Task brief: Extend the talk on apologetics below by a paragraph, starting right after its final sentence and keeping the speaker's voice.

##### Supplied passage #####

The whole thing becomes an exercise in excusing ourselves to the
culture and excusing ourselves from apologetics. Well, I am
perfectly warranted to believe in God, even though I've never
read the five ways of Thomas Aquinas. or C.S. Lewis' moral
argument, or whatever. I am perfectly rational in believing
God because I see Him in nature and so on, and you start to make
an argument of your own, or you just say nothing at all. All
truth. But, when we stop there, all
we're basically doing is saying, we are not unreasonable to believe. If your kids come away from the
academy, or if once I leave, and all we can say about ourselves
is that we've learned that we are not crazy, then I have utterly
failed you. Because part of the point here
is to make your kids intellectual terrorists on campus. We don't
simply want to survive in college or in the world. We want to move
that way. We want the professor to be afraid
of your kids, or at least greatly annoyed. With gentleness and
respect, 1 Peter 15 says, by the way. Add that in there. What
these guys are concluding is training a bunch of people to
say, we are not unreasonable to believe, when what we should
be communicating is, you would be unreasonable to disbelieve. We don't simply want epistemic
permission Apologetics is about the unbeliever being served epistemic
obligation. I don't care if the unbeliever
thinks that I'm within my rights or I'm okay with believing, because
the way he'll finish that sentence is, as long as you keep that
in your little hole with all your other pink unicorns. I want
him to know that he's the one that believes in pink unicorns.
I want him to be on the run. And so the idea of proof here
is not about excusing ourselves. It's about sending them on the
run and making them retreat. Another truism that can excuse
us from the task of apologetics is that any man who would ever
require proof is just a rebellious fool. Well, that's true. I can justify that in scripture.

##### Data for review #####

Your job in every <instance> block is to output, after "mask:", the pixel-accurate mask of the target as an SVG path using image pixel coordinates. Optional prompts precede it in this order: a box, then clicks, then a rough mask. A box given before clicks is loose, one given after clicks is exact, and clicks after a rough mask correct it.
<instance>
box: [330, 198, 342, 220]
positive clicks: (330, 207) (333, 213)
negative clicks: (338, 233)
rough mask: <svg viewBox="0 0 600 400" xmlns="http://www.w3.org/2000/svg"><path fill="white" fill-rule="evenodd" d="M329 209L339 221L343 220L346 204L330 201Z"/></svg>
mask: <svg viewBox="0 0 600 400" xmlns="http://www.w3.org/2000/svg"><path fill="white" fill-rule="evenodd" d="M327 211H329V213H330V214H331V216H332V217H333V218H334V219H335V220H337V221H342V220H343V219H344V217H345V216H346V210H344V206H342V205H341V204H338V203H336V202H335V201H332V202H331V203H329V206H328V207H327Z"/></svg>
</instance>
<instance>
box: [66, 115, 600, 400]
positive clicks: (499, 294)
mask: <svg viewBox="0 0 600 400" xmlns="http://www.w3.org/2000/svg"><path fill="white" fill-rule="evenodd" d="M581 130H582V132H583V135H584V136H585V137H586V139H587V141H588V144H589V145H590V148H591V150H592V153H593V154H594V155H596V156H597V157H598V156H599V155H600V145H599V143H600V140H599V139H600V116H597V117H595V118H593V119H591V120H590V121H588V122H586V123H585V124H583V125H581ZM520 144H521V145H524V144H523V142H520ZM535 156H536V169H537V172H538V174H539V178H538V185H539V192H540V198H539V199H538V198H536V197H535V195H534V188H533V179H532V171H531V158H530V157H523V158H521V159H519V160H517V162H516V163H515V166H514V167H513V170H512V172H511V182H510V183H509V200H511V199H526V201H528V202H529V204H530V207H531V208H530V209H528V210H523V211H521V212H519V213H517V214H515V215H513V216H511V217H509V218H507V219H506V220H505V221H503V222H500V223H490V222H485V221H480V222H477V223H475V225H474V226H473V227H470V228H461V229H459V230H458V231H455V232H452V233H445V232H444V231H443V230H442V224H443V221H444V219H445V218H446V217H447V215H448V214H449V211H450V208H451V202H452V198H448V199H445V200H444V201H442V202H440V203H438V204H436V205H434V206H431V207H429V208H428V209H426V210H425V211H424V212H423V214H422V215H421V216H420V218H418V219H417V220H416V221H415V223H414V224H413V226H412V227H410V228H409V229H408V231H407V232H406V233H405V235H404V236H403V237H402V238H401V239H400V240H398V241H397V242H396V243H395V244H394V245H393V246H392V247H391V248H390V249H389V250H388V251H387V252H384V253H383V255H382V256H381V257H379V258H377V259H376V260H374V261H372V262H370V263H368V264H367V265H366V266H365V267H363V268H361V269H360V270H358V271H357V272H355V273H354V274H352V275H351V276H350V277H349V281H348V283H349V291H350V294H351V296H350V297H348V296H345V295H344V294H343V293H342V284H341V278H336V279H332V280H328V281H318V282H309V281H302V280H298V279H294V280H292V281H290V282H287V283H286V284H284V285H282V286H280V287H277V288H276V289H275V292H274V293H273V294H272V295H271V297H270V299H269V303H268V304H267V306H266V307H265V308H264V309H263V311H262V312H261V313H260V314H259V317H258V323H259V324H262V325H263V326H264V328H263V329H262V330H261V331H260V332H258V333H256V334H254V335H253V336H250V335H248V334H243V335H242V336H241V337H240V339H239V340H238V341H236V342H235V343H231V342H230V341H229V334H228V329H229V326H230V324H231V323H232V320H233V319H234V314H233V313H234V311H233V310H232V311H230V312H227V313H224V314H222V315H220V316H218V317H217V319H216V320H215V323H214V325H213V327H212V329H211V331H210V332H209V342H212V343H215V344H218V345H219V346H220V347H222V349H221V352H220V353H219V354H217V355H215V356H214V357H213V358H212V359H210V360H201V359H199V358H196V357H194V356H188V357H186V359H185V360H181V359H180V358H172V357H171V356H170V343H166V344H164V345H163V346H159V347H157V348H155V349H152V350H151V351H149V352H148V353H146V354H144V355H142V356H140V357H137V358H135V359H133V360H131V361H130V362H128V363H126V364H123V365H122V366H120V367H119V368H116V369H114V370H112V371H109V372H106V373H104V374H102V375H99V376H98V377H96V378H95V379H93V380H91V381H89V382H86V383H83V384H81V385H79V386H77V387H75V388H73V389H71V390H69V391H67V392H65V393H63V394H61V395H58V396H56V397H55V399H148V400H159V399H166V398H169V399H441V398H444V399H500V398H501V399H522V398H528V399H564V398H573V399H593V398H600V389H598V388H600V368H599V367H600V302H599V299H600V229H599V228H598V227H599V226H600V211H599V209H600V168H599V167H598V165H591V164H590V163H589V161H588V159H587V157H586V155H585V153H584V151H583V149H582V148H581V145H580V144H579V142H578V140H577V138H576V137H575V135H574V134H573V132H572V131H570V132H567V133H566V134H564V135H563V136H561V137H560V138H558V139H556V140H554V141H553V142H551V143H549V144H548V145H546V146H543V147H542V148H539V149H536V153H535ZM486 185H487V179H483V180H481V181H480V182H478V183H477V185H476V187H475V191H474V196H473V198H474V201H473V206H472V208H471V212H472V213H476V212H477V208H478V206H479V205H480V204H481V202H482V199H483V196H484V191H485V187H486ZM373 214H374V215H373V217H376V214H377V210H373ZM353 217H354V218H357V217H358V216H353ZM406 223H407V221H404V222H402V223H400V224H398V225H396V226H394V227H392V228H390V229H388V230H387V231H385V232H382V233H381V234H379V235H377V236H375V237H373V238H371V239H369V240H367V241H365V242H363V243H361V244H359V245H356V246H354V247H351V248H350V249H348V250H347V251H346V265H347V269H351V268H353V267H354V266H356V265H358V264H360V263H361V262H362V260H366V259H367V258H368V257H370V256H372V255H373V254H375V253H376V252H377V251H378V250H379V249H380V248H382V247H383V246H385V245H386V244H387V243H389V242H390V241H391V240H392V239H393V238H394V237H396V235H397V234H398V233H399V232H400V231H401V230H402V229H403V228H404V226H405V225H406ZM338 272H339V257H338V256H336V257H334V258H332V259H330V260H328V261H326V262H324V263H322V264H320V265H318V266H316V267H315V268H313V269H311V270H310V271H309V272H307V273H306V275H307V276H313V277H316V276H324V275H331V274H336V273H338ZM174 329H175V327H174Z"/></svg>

#####

Exercise response:
Total depravity. In fact, Soren Kierkegaard once
compared the apologist to a court jester, arguing for the existence
of the king a few feet before his throne. And the point was
the whole thing is an affront to his majesty. Well, Frame seems
to say something similar by asking, what shall we think of a child
who demands proof that his father is really his father before he
agrees to obey? Clearly, in most cases, he's
avoiding responsibility. I was going to say, you give
him a good, give him a good, I knew you were thinking that
in the back. Say, what am I going to do about it? I'm going to
give him a good, Give him a good beat down, that's what I'm gonna
do. But that's true, that's true. That would be what we would say
about a child in that situation. Such proofs are for the foolish
and not the wise. But the scriptures call the unbeliever
a fool. Now, do we withhold the gospel
message for that same reason? No, we don't. Okay, so true statement. but using it as a red herring. All right, I mentioned last week
this idea of circularity. All of our thinking is circular.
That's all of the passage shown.